- Opening Delimiter -

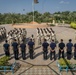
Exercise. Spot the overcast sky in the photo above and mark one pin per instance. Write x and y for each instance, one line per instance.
(17, 6)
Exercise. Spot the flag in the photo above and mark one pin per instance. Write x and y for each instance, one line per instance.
(36, 1)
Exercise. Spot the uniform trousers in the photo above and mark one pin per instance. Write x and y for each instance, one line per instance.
(52, 52)
(61, 53)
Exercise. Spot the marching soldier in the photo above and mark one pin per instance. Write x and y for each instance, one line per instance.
(52, 51)
(75, 51)
(6, 48)
(15, 49)
(45, 49)
(23, 49)
(61, 48)
(31, 48)
(69, 46)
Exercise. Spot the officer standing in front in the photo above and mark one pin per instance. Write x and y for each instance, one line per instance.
(23, 49)
(52, 51)
(45, 49)
(6, 48)
(31, 48)
(15, 49)
(75, 51)
(61, 48)
(69, 46)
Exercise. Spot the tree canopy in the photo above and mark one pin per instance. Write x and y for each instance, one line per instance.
(66, 16)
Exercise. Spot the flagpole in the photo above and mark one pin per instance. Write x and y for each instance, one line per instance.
(33, 9)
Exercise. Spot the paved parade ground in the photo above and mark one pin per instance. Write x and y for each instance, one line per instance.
(39, 66)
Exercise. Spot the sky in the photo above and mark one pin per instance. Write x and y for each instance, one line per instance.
(25, 6)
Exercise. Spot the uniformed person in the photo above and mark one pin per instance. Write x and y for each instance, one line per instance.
(52, 51)
(61, 48)
(6, 48)
(69, 46)
(75, 51)
(15, 49)
(23, 49)
(45, 49)
(31, 48)
(32, 37)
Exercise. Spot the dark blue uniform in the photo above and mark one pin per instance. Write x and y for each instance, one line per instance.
(31, 44)
(61, 49)
(75, 51)
(15, 49)
(69, 50)
(45, 50)
(52, 46)
(23, 50)
(6, 49)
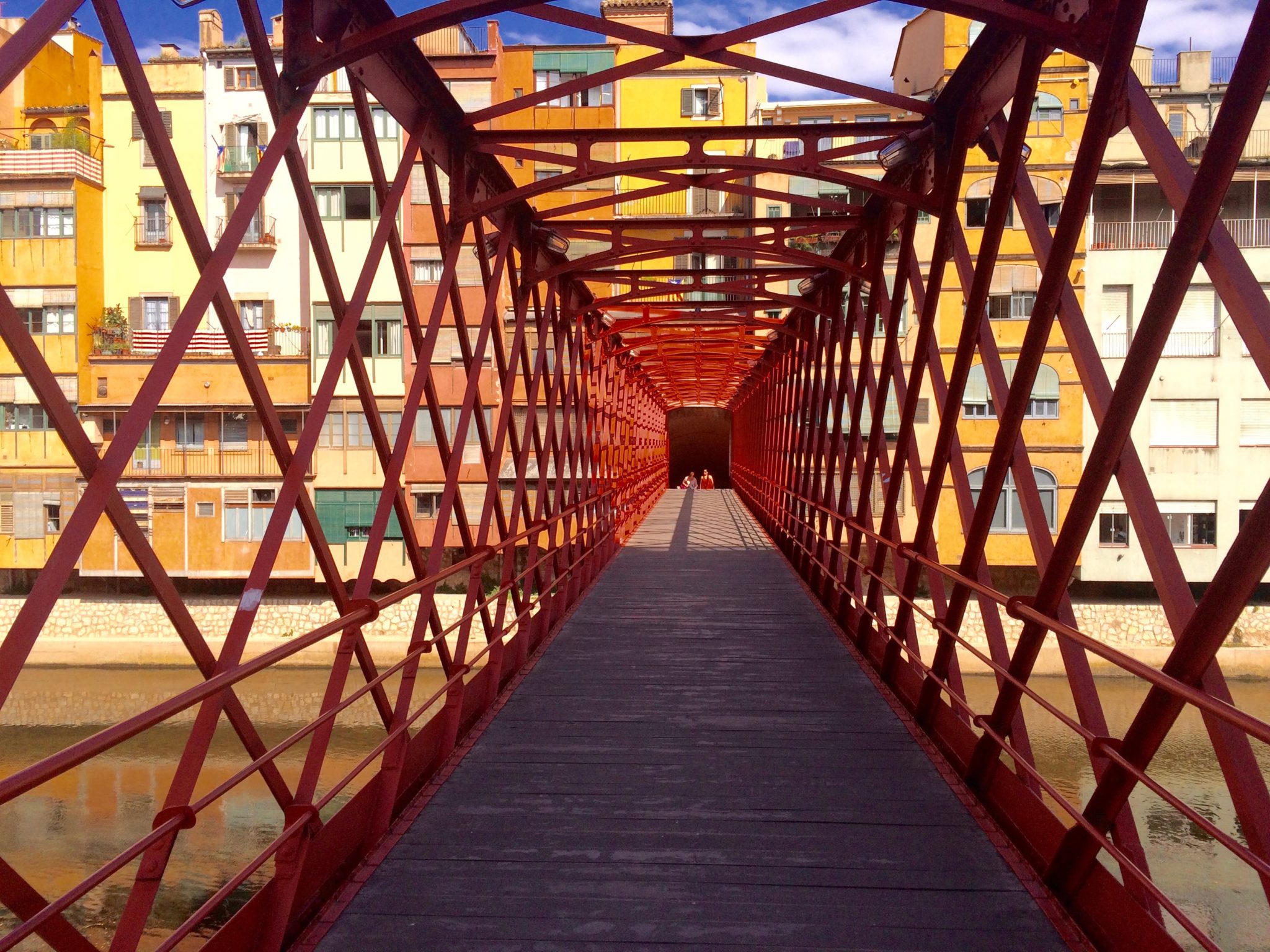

- Closing Delimiter -

**THE TASK**
Copy each entry exactly as written, and drop the pictures from the copy.

**OUTPUT**
Exercise. Spot the overcast sky in the photo above and mark one pin per instance. Write x and y for each instance, one line per instance.
(17, 6)
Exercise. Spot the flag in the photo above and mark one pin per instance. Write x and y for each instance, one line per instance.
(36, 1)
Exercise. Spot the uniform trousers in the photo above and mark one pin per instance. Write x and y for each instance, one line per instance.
(52, 52)
(61, 53)
Exercise. Spot the marching soldier in the photo above and mark one pin per instance. Write x and y for each instance, one line per instance.
(52, 51)
(75, 51)
(6, 48)
(15, 49)
(45, 49)
(23, 49)
(61, 48)
(31, 48)
(69, 46)
Exercise. Spot the officer standing in front in the photo above and mark one pin per instance. Write x and y for each instance, one line per instance.
(23, 49)
(52, 51)
(45, 49)
(6, 48)
(31, 48)
(15, 49)
(75, 51)
(61, 48)
(69, 46)
Exercise. Spot the tree canopy in the photo above and mark one pin per instance. Write x and y for each instance, one line per instance.
(66, 16)
Exercise. Spot the flagpole in the photo above and mark one pin per instance. Write x and y for each instance, one line per instance.
(33, 9)
Exercise. Spot the paved parade ground in the photo above and mark one pin per instance. Write x and y for each instance, one line per instance.
(39, 66)
Exercise. Spot the sky in the photo above and mark one pin per instance. Write x and y for each instance, one line per instance.
(25, 6)
Exercise. Spot the uniformed person in the photo above and mark one pin per instance. Write x and y for each instance, one line per instance.
(52, 51)
(61, 48)
(6, 48)
(69, 46)
(75, 51)
(15, 49)
(23, 49)
(45, 49)
(31, 48)
(32, 37)
Exercise. Spot the dark blue uniform in the photo above and mark one pin per instance. Write x and y for each instance, one line per instance.
(31, 44)
(61, 49)
(75, 51)
(15, 49)
(69, 50)
(45, 50)
(52, 46)
(23, 50)
(6, 49)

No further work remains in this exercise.